● **Goal**:
Transcribe every row below verbatim, preserving each line character for character.

%%

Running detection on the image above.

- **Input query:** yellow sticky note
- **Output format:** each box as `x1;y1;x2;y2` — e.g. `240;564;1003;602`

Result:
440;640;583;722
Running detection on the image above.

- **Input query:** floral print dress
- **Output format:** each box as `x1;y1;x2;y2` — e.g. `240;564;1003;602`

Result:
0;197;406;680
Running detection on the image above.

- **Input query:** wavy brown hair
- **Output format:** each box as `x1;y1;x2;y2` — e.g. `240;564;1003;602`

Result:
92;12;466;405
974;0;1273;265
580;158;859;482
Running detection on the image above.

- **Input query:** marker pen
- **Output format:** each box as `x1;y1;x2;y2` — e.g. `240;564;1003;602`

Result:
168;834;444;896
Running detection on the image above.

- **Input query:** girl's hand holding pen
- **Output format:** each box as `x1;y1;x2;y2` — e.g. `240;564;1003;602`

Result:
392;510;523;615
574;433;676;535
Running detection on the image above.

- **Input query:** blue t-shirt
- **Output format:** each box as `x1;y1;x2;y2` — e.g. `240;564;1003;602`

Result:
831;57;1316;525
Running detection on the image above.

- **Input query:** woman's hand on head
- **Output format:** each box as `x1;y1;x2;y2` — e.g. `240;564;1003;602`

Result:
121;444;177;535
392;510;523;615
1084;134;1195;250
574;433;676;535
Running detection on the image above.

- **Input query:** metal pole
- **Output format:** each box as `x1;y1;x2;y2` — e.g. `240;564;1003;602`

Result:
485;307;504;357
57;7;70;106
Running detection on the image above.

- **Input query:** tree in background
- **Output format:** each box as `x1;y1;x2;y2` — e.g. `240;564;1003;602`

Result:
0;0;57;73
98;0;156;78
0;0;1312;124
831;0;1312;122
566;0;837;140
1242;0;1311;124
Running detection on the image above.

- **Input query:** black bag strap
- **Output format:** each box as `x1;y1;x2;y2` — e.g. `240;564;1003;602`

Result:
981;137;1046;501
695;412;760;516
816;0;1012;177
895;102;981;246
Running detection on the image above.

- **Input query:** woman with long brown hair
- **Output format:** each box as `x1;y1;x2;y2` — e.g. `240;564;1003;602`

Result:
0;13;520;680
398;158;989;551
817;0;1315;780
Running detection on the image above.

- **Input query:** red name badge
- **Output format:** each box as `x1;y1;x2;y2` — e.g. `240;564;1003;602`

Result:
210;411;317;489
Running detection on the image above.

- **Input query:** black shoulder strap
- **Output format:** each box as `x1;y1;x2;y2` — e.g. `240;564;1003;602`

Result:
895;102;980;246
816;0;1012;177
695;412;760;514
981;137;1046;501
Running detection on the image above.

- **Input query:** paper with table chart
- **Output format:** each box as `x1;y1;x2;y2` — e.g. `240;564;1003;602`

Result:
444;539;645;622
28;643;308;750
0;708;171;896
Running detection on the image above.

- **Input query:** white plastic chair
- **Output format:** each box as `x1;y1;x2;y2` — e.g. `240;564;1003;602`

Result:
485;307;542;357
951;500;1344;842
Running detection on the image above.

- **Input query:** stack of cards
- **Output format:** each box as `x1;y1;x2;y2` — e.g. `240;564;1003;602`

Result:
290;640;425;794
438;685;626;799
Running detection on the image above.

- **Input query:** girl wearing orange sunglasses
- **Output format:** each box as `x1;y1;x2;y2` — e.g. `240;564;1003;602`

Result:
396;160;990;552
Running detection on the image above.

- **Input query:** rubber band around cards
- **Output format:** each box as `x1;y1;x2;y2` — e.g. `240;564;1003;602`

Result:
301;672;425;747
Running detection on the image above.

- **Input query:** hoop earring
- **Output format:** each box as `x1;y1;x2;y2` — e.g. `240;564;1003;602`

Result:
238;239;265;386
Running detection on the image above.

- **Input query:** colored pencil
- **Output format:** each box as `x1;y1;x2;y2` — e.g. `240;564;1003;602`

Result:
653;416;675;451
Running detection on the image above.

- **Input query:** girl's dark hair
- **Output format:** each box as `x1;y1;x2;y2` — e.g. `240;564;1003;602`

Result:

%%

● **Response below**:
Running detection on the image above.

- **Input query:** yellow sticky note
- **Output format:** each box as `x1;y1;x2;y2` — e.g. `240;564;1003;602`

Result:
440;640;583;722
Running detection on the image above.

- **Input query:** floral print dress
- **Output format:** each box as `x1;y1;x2;y2` — e.g. `240;564;1003;602`

Result:
0;197;406;680
Running detection on the image above.

- **Input query:** wavy brown hair
- **Output format:** each box as `x1;y1;x2;y2` — e.g. `240;564;1003;602`

Result:
92;12;466;405
974;0;1273;265
580;158;859;482
Running detection on the image above.

- **Input query:** marker pen
- **Output format:** each box as `x1;y1;x2;y2` — e.g. `240;564;1003;602`

Result:
168;834;444;896
Running detection on the image above.

- **Input query:** girl's hand holding pen
- **Output format:** each box as `x1;y1;x2;y2` — e.g. `240;564;1003;602`

Result:
392;510;523;615
574;433;676;535
Running detection on the image above.

- **Input query:** blue t-shirt
- **Output format:** each box as `x1;y1;x2;y2` — e.g. `240;564;1003;602`

Result:
831;57;1316;525
Running detection on the image above.

- **Input query:** woman's hand on head
- **Output format:** each box as `x1;y1;x2;y2` — e.g. `240;564;1003;602`

Result:
121;444;177;535
392;510;523;615
1084;134;1195;250
574;433;676;535
Running detection on the image above.

- **Input query:** metal pole
- **Output format:** each box as `x1;y1;x2;y2` — e.g. `240;564;1003;602`

Result:
485;307;504;357
57;7;70;106
Running detection on the image above.

- **Input query:** tree in background
- **Output format:** each box as `x1;y1;x2;y2` — e.g. `240;564;1003;602`

Result:
0;0;57;73
98;0;156;78
0;0;1312;124
831;0;1312;122
566;0;837;140
1242;0;1311;124
Running detection on the image above.

- **Input query:** black bag strap
- **Output format:** each box as `x1;y1;x2;y2` — e.g. `240;564;1003;602`

Result:
981;137;1046;501
695;412;760;516
816;0;1012;177
895;102;981;246
Running detection on the image above.

- **Input query:** woman with long brown hair
- **Output format:** each box as `x1;y1;x2;y2` — e.g. `240;564;1003;602`

Result:
0;13;520;680
398;158;989;551
817;0;1315;780
Running detection on the image above.

- **Input query:** red name badge
- **Output format:** each box as `x1;y1;x2;y2` — e.g. `240;564;1003;602`

Result:
210;411;317;489
Running detection on the image above.

- **Input query:** black shoulder strap
- **Output format:** each box as `x1;y1;x2;y2` — e.g. `240;564;1003;602`

Result:
895;102;980;246
816;0;1012;177
695;412;760;514
981;137;1046;501
Running detection on the image above.

- **Input query:** paper with table chart
- **Output format:** each box as `x1;y1;x2;y2` — e.g. `240;564;1003;602`

Result:
444;539;645;622
28;643;308;750
0;708;171;896
Running detection on the image above.

- **Input query:** white plastic chair
- **Output format:** each box as `x1;y1;x2;y2` — e.g. `240;564;1003;602`

Result:
485;307;542;357
951;500;1344;842
Running detection on the image above.

- **Input query:** stack of cards
- **Output format:** each box as `x1;y1;x2;y2` — e.g. `240;564;1003;602`

Result:
290;640;425;794
438;685;626;799
Running detection on the image above.

- **Input query:** girl wearing orange sunglasses
- **Output format:** each box as `x1;y1;x2;y2` — e.g. `240;564;1003;602`

Result:
396;160;990;552
Running detection on the image above.

- **Input query:** rubber band around cards
- **Output format:** each box as `x1;y1;x2;y2` — e.g. `240;564;1003;602`

Result:
301;672;425;747
Running detection on the image above.

- **Input query:** hoop earring
- **Output format:** each box as `x1;y1;x2;y2` — e.g. `240;564;1003;602`

Result:
238;239;265;386
Running detection on the image above.

- **Input query:** colored pencil
- **Output format:** each box as `x1;y1;x2;y2` — e.g. `240;564;1003;602`

Result:
653;416;675;451
Running detection on the image above.

- **Input query:** girl's dark hair
- **Output format:** each box as `x1;y1;x2;y2` — e.g. `240;564;1003;602`

Result:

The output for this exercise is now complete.